[Required work] From the records below, print exactly the lines starting at the one containing "Category: blue ocean water" and ending at the one containing "Category: tree", ends included, and nothing else.

Data items

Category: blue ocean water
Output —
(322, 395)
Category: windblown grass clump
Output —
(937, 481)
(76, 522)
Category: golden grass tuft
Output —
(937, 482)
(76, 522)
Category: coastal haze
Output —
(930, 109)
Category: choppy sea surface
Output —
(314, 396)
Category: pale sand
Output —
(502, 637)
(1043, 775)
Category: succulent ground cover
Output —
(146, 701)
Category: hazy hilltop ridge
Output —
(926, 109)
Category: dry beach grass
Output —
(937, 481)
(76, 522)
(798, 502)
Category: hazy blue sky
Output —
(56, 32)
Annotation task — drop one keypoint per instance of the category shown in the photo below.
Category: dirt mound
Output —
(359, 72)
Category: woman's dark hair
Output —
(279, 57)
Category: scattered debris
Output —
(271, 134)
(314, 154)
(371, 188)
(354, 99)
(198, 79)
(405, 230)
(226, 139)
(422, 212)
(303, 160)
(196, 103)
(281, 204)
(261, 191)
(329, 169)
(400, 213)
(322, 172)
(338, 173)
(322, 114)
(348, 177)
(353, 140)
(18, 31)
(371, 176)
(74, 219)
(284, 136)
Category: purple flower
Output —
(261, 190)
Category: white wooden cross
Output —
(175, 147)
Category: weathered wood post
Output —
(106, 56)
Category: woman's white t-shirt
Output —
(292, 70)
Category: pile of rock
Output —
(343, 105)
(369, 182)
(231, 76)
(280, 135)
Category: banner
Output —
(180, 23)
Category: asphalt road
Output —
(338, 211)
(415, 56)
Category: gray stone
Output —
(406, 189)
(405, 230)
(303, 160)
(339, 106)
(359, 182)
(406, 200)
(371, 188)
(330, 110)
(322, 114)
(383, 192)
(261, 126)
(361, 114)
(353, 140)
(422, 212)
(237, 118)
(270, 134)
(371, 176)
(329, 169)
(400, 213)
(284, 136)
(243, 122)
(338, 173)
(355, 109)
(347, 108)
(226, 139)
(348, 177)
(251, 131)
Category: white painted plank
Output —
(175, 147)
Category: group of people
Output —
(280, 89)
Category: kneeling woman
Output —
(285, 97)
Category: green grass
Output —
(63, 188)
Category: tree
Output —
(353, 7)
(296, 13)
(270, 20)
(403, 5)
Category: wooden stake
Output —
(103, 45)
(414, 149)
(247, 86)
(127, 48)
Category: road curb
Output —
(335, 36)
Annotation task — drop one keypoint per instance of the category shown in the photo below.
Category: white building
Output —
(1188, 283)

...

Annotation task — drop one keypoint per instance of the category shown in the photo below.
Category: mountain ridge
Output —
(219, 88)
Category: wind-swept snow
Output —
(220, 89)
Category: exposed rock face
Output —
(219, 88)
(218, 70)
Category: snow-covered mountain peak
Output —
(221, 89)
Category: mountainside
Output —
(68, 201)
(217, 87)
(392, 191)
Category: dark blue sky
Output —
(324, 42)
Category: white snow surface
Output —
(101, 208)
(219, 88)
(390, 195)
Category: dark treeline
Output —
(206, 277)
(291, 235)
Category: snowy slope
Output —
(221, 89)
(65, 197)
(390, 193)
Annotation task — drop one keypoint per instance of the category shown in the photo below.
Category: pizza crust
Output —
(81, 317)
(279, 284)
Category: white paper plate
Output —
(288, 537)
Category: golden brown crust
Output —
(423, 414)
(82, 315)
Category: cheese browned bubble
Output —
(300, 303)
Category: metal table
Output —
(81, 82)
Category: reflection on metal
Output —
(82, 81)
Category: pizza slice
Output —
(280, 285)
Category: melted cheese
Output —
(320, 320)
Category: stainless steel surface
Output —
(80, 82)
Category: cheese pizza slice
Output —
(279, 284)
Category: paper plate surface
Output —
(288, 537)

* * *

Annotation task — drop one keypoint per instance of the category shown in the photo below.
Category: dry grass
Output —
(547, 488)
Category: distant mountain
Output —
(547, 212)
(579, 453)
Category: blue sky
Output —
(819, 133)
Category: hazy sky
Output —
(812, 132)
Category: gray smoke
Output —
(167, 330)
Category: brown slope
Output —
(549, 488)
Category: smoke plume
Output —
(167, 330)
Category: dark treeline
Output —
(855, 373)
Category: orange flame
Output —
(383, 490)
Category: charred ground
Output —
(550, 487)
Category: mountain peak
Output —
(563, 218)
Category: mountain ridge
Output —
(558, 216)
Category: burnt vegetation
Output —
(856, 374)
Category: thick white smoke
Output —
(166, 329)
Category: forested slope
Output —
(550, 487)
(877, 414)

[Task answer]
Category: blue ocean water
Output —
(322, 395)
Category: windblown grass clump
Output —
(937, 481)
(76, 522)
Category: golden grass tuft
Output —
(937, 482)
(76, 522)
Category: coastal haze
Output —
(930, 109)
Category: choppy sea surface
Output —
(314, 396)
Category: pale sand
Output —
(502, 637)
(1043, 775)
Category: succulent ground cover
Output —
(146, 701)
Category: hazy hilltop ridge
Output —
(926, 109)
Category: dry beach grass
Output —
(937, 481)
(76, 522)
(798, 502)
Category: hazy blue sky
Output —
(56, 32)
Annotation task — drop one keypoint per instance of the category shown in the photo below.
Category: dirt mound
Output —
(359, 72)
Category: woman's dark hair
Output —
(279, 57)
Category: scattered debris
Output —
(271, 134)
(314, 154)
(371, 188)
(354, 99)
(198, 79)
(405, 230)
(226, 139)
(422, 212)
(303, 160)
(196, 103)
(281, 204)
(261, 191)
(329, 169)
(400, 213)
(322, 172)
(338, 173)
(322, 114)
(348, 177)
(353, 140)
(18, 31)
(371, 176)
(74, 219)
(284, 136)
Category: purple flower
Output —
(261, 190)
Category: white wooden cross
Output —
(175, 147)
Category: weathered wood post
Output —
(106, 56)
Category: woman's white t-shirt
Output —
(292, 70)
Category: pile of rock
Output —
(343, 105)
(369, 182)
(231, 76)
(280, 135)
Category: banner
Output —
(180, 23)
Category: asphalt road
Output —
(338, 211)
(415, 56)
Category: gray stone
Output —
(406, 189)
(405, 230)
(303, 160)
(339, 106)
(359, 182)
(406, 200)
(371, 188)
(330, 110)
(322, 114)
(383, 192)
(261, 126)
(361, 114)
(353, 140)
(422, 212)
(237, 118)
(270, 134)
(371, 176)
(329, 169)
(400, 213)
(284, 136)
(243, 122)
(338, 173)
(355, 109)
(347, 108)
(226, 139)
(348, 177)
(251, 131)
Category: white painted plank
Output —
(175, 147)
Category: group of people
Output —
(280, 89)
Category: kneeling woman
Output —
(285, 97)
Category: green grass
Output —
(63, 188)
Category: tree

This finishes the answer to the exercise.